▶ **Task statement**: Without the images, output each record below as it stands.

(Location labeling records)

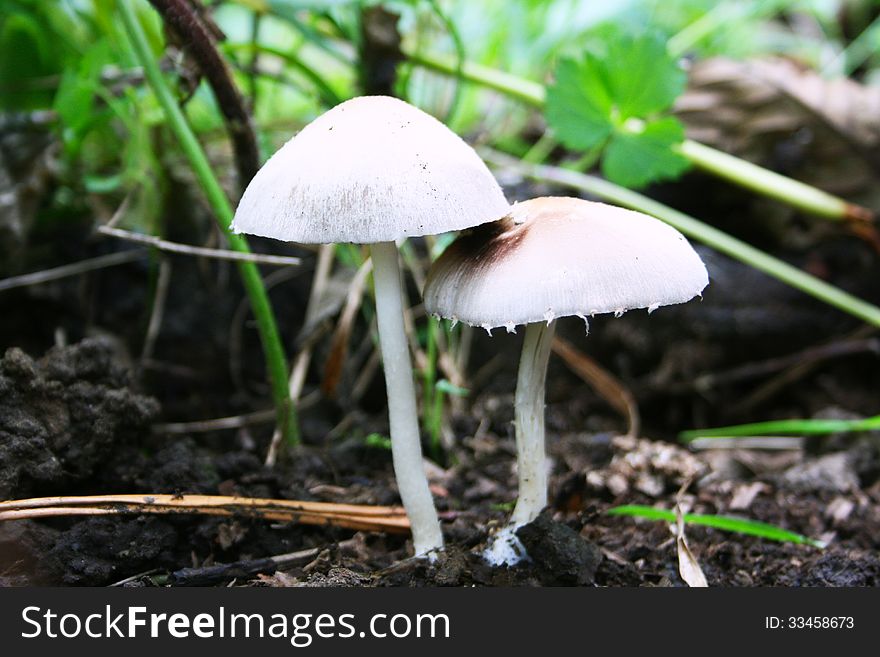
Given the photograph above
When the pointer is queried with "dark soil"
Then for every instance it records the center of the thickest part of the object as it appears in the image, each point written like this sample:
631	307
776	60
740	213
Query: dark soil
90	418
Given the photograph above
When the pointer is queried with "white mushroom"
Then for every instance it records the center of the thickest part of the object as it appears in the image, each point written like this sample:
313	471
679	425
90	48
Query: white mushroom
555	257
371	171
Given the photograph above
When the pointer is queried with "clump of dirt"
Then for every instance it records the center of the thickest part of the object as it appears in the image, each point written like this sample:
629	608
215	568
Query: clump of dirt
560	555
62	416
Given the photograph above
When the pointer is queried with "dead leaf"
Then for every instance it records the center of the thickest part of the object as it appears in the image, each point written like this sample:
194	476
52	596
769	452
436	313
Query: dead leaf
606	385
688	566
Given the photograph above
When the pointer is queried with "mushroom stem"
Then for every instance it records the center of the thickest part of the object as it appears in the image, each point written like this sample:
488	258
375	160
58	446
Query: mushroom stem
406	447
529	403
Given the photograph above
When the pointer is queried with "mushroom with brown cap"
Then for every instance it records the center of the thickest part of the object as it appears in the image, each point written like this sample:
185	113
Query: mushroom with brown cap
547	258
374	170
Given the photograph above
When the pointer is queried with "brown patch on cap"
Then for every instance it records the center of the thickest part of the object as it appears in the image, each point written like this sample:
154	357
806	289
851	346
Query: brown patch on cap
481	247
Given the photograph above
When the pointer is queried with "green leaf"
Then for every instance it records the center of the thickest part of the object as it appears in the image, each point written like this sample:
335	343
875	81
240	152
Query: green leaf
378	441
451	389
75	99
26	57
726	523
642	78
610	99
784	427
635	159
578	104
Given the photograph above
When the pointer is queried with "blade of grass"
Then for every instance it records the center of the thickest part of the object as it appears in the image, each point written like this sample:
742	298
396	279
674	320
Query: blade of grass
760	180
725	523
784	427
273	351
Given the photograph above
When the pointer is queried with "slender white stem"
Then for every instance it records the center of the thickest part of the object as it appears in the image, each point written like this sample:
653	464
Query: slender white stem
531	454
406	447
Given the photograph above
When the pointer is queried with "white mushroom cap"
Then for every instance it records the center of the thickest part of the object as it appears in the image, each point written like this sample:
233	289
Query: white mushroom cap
372	169
555	256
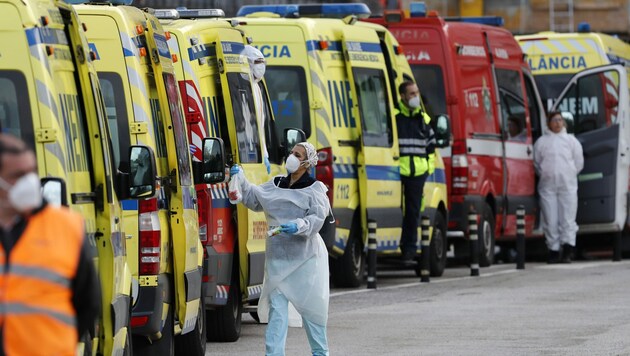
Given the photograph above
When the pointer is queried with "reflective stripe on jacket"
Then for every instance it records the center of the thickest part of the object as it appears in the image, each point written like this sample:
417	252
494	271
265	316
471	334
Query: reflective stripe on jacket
36	311
416	142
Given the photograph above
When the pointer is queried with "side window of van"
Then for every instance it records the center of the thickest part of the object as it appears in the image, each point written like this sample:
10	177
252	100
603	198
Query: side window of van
15	108
373	108
113	96
245	118
512	104
289	98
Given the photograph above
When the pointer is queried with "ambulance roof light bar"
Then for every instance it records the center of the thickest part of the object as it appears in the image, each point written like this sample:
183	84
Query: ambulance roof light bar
418	9
482	20
184	13
310	10
113	2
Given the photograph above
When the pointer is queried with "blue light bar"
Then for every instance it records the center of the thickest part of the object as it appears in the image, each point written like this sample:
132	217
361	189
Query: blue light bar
309	10
418	9
482	20
113	2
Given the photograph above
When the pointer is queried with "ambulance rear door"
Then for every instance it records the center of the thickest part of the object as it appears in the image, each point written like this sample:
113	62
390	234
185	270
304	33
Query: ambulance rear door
244	133
184	228
598	100
377	161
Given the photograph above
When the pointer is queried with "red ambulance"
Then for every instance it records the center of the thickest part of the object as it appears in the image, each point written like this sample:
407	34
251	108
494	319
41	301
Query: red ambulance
475	73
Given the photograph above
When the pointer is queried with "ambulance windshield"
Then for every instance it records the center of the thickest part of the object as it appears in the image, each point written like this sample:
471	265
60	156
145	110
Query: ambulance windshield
289	98
431	84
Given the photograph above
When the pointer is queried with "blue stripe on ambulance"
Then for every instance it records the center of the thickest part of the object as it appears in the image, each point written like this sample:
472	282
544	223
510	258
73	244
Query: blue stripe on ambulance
38	35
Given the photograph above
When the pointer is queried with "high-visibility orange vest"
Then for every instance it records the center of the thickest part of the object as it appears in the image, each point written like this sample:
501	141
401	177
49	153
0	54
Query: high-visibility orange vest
36	311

▶ **Answer for this exercise**:
Given the photograph above
When the pointer is queried with "dark soil"
Then for every instance it records the center of the thickest part of the object as it appears in the image, each point written like this sample:
631	307
776	60
740	213
Query: dark soil
90	418
Given the photograph above
When the pointer is queried with "white mushroom"
Then for every instance it records the center of the thickest part of the object as it appears in the image, each point written like this sample:
313	471
679	425
90	48
Query: white mushroom
555	257
371	171
Given the photograph above
When the pointer is queried with "clump of dirt"
Then for every instance it records the center of the thickest part of the object as it appears in the image, each point written like this sample:
629	608
215	568
Query: clump of dirt
560	555
62	416
Given the photograph above
When the pointer is queried with "dead leaf"
Then for every instance it records the center of the thickest part of the object as it appears in the image, each point written like this sample:
194	476
52	596
769	452
436	313
Query: dead leaf
606	385
688	566
Given the photograph above
When the pointer is queried with "mushroom stem"
Then for every instance it records the center of the thickest part of the object as it appears in the image, each point written like this sample:
488	258
375	160
58	446
Query: mushroom stem
406	447
529	403
Given the photograph above
When the pointer is queried with "mushroom with brown cap"
Then for every instance it records the center of the thickest part of the object as it appears in the image, each point written like this sample:
185	113
Query: mushroom with brown cap
547	258
374	170
Given the photograph above
When the pointer is queried with "brown patch on cap"
Then for every instance it records the center of the thickest part of the object as it appears in the image, each point written like this sample:
154	357
806	289
851	346
Query: brown patch on cap
481	247
Given the photograph above
When the pointer is queried with "green leaf"
Then for every instance it records the center of the thickest part of the object as it appears in the image, each point written like this sample:
335	343
875	81
240	152
Query: green leaf
378	441
451	389
75	99
26	57
726	523
642	78
610	99
784	427
635	159
578	104
Given the photograph above
When the pointer is queried with "blade of grass"
Then for every instance it records the center of the thickest part of the object as it appears in the image, each point written like this sample:
742	298
396	279
674	320
Query: blade of grass
760	180
725	523
784	427
273	351
Given the photograph above
When the pointer is queried with "slender white stem"
Then for every instance it records the center of the thickest part of the object as it appears in the image, each point written like this sample:
653	464
Query: slender white stem
531	454
406	447
Given the photograph above
When the pointer is queried with "white mushroom cap"
Then for every instance it records the center of the thickest part of the object as it appears in the image, each point written like this sample:
233	289
Query: white mushroom cap
372	169
555	256
Given the photograph above
When the pointer is queried with "reflective stripe on jacket"
Then for every instance it records the center of the thickest part of the object as it appears in the image, each point written like this sample:
417	252
494	271
265	316
471	334
Query: reflective stripe on jacket
36	311
416	142
Given the photograph above
When the pointer is queried with "side window of van"
Then for every instance it records the center of the thickest part of the object as it appears in the image, each point written like this sample:
10	177
252	100
603	198
Query: side window of van
15	108
373	108
113	96
245	118
512	104
289	98
Given the photograph above
When the pointer is queried with "ambulance roof light bar"
Then for every instance it records the center of the thickest part of the object as it appears in the image, each point written like this sample:
183	84
Query: ambulance roof light bar
418	9
482	20
184	13
310	10
113	2
Given the photograph above
When the pointer is queried with "blue light bar"
Then for every instance it records the center of the thickest part of the object as it appears in the image, each point written like this sample:
132	217
361	189
Query: blue light bar
309	10
418	9
482	20
113	2
Given the photograph above
When the pointer is queried with "ambulance rear door"
Then for every instance it records the center of the thickest part of the object as it appears in the image, each point written like this sample:
113	62
390	234
185	270
304	33
Query: ambulance rear door
244	133
184	228
598	100
377	161
Given the photograph above
When the pointer is queried with "red ambulance"
Then for every instance it records the center of the thickest part of the object as it appears in the image, each point written like this sample:
407	34
251	108
494	319
41	301
Query: red ambulance
475	73
Given the photograph above
When the pointer is queried with "ambulance windshield"
Then for every instance it records the center of the thickest part of the object as it appears in the image, each point written like this sample:
471	265
60	156
145	110
Query: ambulance windshield
289	98
431	84
Given the photograph above
When the pointer is queried with "blue stripe on ambulance"
Then for every instance it records the center of the thickest part of the object as it appears in the image, each point written like this sample:
472	282
544	223
510	258
73	244
Query: blue stripe on ambulance
38	35
Given the photograph above
When the pointer is queried with "high-visibility orange vest"
Then for every instance it records the center of the thickest part of the object as it appears in the image, each point written like this sample:
501	141
401	177
49	153
0	54
Query: high-visibility orange vest
36	311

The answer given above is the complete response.